_DOCUMENT_
========

A method of processing an acoustic signal is provided that prepares a frequency-related representation of the acoustic signal over time (e.g., spectrogram, wavelet transform or auditory transform) and computes a two dimensional transform, such as a 2-D Fourier transform, of the frequency-related representation to provide a compressed frequency-related representation. The compressed frequency-related representation is then processed. The acoustic signal can be a speech signal and the processing may determine a pitch of the speech signal. The pitch of the speech signal can be determined from computing the inverse of a distance between a peak of impulses and an origin. Windowing (e.g., Hamming windows) of the spectrogram can be used to further improve the calculation of the pitch estimate; likewise a multiband analysis is performed for further improvement.
Processing of the compressed frequency-related representation may filter noise from the acoustic signal. Processing of the compressed frequency-related representation may distinguish plural sources (e.g., separate speakers) within the acoustic signal by filtering the compressed frequency-related representation and performing an inverse transform.

========

_Point-based annotation data_
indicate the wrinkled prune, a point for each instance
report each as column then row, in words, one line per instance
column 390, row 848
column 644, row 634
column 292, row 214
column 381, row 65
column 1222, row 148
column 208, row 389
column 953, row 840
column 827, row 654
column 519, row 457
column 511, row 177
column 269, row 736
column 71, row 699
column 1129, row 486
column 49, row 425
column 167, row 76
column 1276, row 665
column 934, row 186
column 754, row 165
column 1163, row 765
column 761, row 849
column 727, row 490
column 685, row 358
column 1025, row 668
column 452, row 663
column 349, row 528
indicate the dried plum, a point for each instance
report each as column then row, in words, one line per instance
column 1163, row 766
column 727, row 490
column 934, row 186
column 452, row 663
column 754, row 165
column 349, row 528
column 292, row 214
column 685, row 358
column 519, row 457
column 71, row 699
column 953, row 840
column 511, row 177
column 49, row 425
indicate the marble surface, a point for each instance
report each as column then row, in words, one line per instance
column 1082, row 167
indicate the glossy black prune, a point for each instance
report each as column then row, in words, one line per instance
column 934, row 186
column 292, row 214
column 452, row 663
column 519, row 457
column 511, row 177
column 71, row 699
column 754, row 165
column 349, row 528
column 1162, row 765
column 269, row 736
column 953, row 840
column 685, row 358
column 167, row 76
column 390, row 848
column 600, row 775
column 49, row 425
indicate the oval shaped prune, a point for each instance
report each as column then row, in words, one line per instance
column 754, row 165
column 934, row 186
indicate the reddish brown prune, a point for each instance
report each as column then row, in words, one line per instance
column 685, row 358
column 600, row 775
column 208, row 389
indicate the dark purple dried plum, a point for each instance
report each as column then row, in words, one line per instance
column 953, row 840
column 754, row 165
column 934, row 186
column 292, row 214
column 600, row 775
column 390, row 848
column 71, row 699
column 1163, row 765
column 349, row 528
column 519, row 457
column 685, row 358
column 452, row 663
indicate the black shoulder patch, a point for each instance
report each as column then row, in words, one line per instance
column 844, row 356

========

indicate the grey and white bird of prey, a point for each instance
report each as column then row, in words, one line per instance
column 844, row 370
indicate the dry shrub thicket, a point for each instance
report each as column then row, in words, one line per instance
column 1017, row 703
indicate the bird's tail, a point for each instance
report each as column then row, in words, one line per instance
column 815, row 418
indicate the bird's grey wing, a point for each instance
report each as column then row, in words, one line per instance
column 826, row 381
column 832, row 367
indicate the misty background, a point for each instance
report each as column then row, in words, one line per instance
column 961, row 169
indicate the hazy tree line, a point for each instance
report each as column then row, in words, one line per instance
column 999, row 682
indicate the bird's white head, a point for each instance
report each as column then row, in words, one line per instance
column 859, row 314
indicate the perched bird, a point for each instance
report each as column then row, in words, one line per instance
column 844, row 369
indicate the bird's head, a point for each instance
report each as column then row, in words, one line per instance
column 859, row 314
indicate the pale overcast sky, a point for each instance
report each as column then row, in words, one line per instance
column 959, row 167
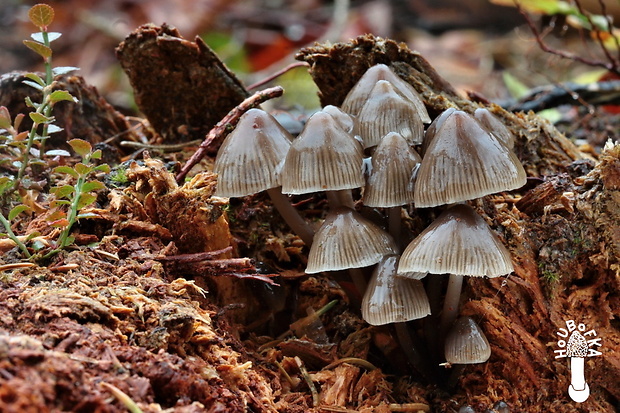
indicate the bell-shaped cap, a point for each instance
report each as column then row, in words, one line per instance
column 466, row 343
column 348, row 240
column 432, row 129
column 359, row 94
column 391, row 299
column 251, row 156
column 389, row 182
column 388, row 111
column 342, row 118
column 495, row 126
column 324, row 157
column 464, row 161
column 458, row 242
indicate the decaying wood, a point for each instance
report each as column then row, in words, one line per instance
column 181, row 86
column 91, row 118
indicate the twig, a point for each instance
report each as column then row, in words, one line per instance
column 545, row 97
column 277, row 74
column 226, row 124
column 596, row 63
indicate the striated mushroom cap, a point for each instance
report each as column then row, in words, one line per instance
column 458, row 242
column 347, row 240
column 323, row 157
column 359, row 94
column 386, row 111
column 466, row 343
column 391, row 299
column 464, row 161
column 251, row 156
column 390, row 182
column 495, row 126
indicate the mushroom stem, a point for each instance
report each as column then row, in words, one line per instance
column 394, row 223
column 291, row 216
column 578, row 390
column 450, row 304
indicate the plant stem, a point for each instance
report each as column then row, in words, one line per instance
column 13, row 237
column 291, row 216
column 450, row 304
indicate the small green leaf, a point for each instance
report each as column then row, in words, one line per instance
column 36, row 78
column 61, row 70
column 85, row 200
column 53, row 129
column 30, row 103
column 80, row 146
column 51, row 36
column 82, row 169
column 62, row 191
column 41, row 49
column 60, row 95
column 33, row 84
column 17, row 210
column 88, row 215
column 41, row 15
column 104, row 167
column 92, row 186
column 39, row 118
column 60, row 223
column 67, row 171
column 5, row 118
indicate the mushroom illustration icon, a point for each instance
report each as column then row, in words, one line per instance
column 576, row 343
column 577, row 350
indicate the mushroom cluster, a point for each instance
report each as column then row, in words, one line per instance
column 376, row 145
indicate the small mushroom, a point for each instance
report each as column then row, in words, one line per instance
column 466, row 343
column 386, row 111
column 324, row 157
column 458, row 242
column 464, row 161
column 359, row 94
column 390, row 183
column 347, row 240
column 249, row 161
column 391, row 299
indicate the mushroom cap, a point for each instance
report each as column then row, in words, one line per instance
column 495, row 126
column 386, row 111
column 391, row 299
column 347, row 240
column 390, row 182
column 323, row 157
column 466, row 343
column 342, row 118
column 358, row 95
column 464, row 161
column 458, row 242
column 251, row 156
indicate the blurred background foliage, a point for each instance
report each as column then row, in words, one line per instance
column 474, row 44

========

_TASKS TO PERFORM_
1. Answer these about the acoustic signal processing text:
(a) What example of a two-dimensional transform does it name?
(b) How can the pitch of the speech signal be determined?
(c) Besides filtering the compressed frequency-related representation, what step is performed to distinguish plural sources?
2. Extract the acoustic signal processing text from "A method of" to "for further improvement.", copying it word for word.

_SOLVED TASKS_
1.
(a) A 2-D Fourier transform.
(b) By computing the inverse of a distance between a peak of impulses and an origin.
(c) An inverse transform.

2.
A method of processing an acoustic signal is provided that prepares a frequency-related representation of the acoustic signal over time (e.g., spectrogram, wavelet transform or auditory transform) and computes a two dimensional transform, such as a 2-D Fourier transform, of the frequency-related representation to provide a compressed frequency-related representation. The compressed frequency-related representation is then processed. The acoustic signal can be a speech signal and the processing may determine a pitch of the speech signal. The pitch of the speech signal can be determined from computing the inverse of a distance between a peak of impulses and an origin. Windowing (e.g., Hamming windows) of the spectrogram can be used to further improve the calculation of the pitch estimate; likewise a multiband analysis is performed for further improvement.